Report every line from the following entries that contains the string "white".

## DATA FOR THIS EXERCISE

══════════

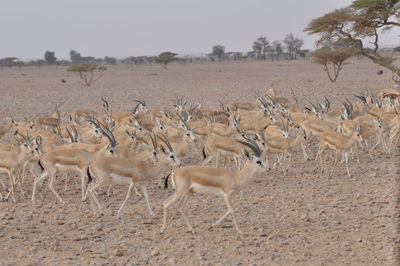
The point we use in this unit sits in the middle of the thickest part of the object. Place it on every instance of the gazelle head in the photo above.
(153, 138)
(170, 152)
(107, 131)
(141, 106)
(179, 104)
(253, 156)
(26, 142)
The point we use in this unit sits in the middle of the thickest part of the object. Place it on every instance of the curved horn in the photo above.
(165, 140)
(362, 98)
(105, 105)
(252, 145)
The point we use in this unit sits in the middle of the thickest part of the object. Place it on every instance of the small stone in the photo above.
(119, 252)
(155, 252)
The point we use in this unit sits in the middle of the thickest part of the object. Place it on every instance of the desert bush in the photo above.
(88, 73)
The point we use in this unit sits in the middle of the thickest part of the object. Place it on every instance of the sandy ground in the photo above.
(301, 218)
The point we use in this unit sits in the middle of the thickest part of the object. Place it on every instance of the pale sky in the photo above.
(148, 27)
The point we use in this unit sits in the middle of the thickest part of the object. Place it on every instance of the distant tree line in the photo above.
(290, 48)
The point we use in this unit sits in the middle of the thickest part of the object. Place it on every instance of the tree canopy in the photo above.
(362, 21)
(165, 58)
(50, 57)
(87, 72)
(218, 51)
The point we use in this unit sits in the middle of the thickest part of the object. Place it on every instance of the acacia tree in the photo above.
(261, 47)
(87, 72)
(8, 61)
(332, 59)
(218, 51)
(165, 58)
(362, 21)
(50, 57)
(293, 45)
(277, 46)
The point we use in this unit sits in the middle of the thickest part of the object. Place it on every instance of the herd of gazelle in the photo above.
(107, 148)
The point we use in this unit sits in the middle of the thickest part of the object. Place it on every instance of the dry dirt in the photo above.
(301, 218)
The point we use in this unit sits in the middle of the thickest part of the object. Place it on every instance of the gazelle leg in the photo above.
(108, 193)
(335, 161)
(51, 183)
(131, 185)
(65, 176)
(168, 203)
(289, 161)
(92, 194)
(221, 219)
(347, 164)
(37, 180)
(303, 148)
(181, 205)
(229, 204)
(12, 184)
(321, 159)
(137, 192)
(207, 160)
(144, 189)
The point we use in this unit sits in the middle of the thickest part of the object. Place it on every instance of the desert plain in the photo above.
(302, 218)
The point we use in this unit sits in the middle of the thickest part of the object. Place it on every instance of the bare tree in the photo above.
(293, 45)
(261, 47)
(219, 52)
(362, 21)
(332, 59)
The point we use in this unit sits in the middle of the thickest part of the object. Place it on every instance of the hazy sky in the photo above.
(148, 27)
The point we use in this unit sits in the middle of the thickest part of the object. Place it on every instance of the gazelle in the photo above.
(77, 159)
(285, 146)
(4, 129)
(220, 181)
(108, 171)
(52, 122)
(225, 146)
(13, 159)
(339, 143)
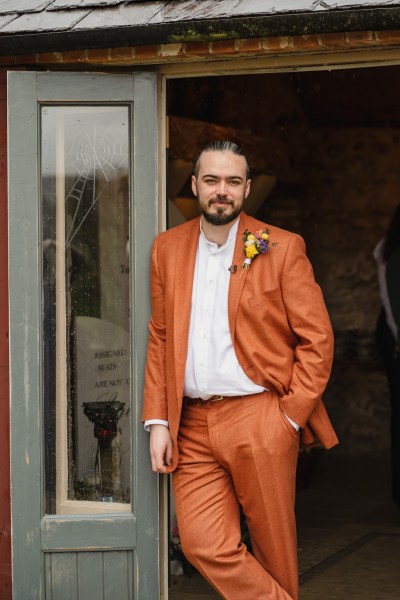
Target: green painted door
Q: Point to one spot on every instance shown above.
(82, 215)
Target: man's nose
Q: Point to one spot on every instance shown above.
(222, 189)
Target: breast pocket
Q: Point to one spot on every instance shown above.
(267, 296)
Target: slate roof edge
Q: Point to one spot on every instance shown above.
(304, 23)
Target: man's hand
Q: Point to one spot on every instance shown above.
(160, 448)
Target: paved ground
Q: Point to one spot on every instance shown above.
(349, 535)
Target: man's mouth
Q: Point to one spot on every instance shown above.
(220, 202)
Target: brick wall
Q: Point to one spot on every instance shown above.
(200, 51)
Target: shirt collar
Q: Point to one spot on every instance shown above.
(212, 246)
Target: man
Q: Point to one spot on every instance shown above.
(239, 353)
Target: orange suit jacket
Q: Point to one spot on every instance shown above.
(279, 325)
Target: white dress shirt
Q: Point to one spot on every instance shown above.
(212, 367)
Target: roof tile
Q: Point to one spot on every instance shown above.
(45, 21)
(134, 14)
(20, 6)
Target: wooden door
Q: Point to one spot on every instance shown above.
(82, 216)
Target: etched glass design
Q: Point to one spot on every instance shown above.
(85, 181)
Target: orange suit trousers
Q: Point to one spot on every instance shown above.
(239, 452)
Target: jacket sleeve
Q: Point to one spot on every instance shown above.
(309, 320)
(155, 394)
(393, 286)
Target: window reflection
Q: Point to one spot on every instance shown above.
(85, 206)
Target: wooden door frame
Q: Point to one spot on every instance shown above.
(35, 533)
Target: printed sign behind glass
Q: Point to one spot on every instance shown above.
(85, 192)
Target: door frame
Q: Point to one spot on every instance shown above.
(35, 534)
(280, 63)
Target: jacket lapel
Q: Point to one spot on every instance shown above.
(184, 273)
(238, 279)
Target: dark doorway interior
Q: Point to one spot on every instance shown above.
(325, 154)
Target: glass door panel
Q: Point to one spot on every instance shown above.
(85, 182)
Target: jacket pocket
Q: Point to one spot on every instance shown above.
(266, 296)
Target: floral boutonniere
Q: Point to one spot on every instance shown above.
(254, 244)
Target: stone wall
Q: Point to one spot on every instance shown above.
(351, 186)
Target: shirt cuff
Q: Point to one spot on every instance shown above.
(154, 422)
(297, 427)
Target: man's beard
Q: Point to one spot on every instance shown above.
(220, 217)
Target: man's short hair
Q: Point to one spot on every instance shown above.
(220, 146)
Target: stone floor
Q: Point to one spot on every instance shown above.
(349, 535)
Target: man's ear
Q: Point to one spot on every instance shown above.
(194, 185)
(248, 186)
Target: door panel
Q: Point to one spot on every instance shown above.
(83, 213)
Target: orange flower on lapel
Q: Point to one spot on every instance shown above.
(255, 244)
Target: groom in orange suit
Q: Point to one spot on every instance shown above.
(239, 354)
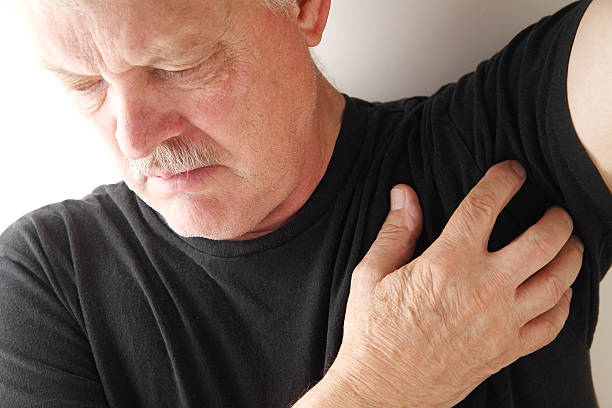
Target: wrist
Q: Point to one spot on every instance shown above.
(334, 390)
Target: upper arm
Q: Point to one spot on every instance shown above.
(589, 86)
(45, 357)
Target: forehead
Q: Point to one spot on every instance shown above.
(114, 35)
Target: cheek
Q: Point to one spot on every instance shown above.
(215, 104)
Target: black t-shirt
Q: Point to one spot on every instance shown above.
(101, 304)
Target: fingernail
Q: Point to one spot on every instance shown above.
(568, 294)
(578, 243)
(518, 168)
(397, 199)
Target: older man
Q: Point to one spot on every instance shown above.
(219, 273)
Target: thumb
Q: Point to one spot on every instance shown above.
(397, 238)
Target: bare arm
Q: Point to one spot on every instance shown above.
(589, 85)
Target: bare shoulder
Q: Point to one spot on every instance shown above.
(589, 85)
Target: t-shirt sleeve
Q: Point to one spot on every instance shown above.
(515, 106)
(45, 358)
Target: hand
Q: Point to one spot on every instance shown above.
(427, 333)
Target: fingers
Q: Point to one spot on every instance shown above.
(472, 222)
(537, 246)
(543, 290)
(544, 329)
(396, 240)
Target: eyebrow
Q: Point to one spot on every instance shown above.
(163, 58)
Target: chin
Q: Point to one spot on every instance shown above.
(194, 219)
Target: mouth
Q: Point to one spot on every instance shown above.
(193, 180)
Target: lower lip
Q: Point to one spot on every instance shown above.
(192, 181)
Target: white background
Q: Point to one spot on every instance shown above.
(377, 50)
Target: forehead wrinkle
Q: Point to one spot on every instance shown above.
(190, 44)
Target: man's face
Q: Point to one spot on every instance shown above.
(226, 82)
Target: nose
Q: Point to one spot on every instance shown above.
(143, 121)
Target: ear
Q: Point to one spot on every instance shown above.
(312, 19)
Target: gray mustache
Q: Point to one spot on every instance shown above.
(174, 156)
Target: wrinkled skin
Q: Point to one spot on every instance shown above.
(425, 333)
(231, 77)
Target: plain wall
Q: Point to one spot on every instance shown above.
(377, 50)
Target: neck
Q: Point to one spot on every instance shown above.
(328, 120)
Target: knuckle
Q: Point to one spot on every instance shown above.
(543, 242)
(564, 217)
(481, 204)
(551, 329)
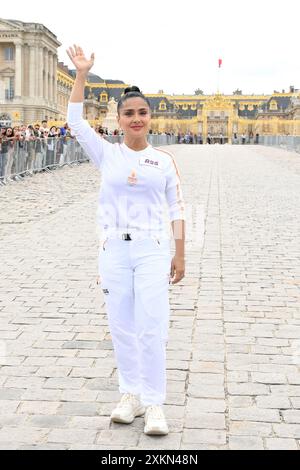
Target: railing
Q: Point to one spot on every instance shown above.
(21, 158)
(288, 142)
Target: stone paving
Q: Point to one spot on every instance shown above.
(234, 348)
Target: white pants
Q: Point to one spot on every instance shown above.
(135, 278)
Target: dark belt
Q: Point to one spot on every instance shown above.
(126, 237)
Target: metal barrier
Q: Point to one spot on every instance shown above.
(287, 142)
(22, 158)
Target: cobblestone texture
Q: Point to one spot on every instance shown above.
(234, 349)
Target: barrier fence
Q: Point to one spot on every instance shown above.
(21, 158)
(287, 142)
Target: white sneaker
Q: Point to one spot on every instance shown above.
(156, 424)
(129, 408)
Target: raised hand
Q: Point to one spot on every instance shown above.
(82, 64)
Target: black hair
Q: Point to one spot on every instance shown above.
(132, 92)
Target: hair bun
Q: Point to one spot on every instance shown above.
(131, 89)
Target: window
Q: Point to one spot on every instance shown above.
(9, 88)
(104, 97)
(9, 53)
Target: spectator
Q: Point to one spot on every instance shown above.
(53, 132)
(44, 127)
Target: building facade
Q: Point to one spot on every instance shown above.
(35, 86)
(28, 72)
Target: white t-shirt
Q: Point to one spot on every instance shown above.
(126, 207)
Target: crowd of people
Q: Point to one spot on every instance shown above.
(39, 146)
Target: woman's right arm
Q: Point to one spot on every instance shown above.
(89, 140)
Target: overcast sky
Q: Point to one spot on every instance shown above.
(175, 46)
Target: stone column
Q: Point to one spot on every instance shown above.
(50, 77)
(18, 70)
(32, 72)
(41, 72)
(46, 83)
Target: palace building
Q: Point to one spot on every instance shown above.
(34, 85)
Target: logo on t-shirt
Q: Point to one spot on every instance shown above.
(148, 162)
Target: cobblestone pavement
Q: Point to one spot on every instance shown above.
(234, 349)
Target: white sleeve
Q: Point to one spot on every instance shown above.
(174, 194)
(90, 141)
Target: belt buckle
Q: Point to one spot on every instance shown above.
(126, 237)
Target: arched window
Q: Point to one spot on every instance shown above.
(273, 105)
(104, 97)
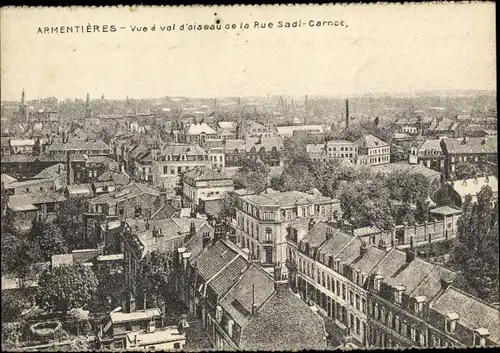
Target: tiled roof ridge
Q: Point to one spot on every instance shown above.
(451, 287)
(222, 269)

══════════

## EXERCISE SOLUTION
Target: white dress shirt
Target: white background
Target: white pants
Target: white sneaker
Target: white t-shirt
Target: white sleeve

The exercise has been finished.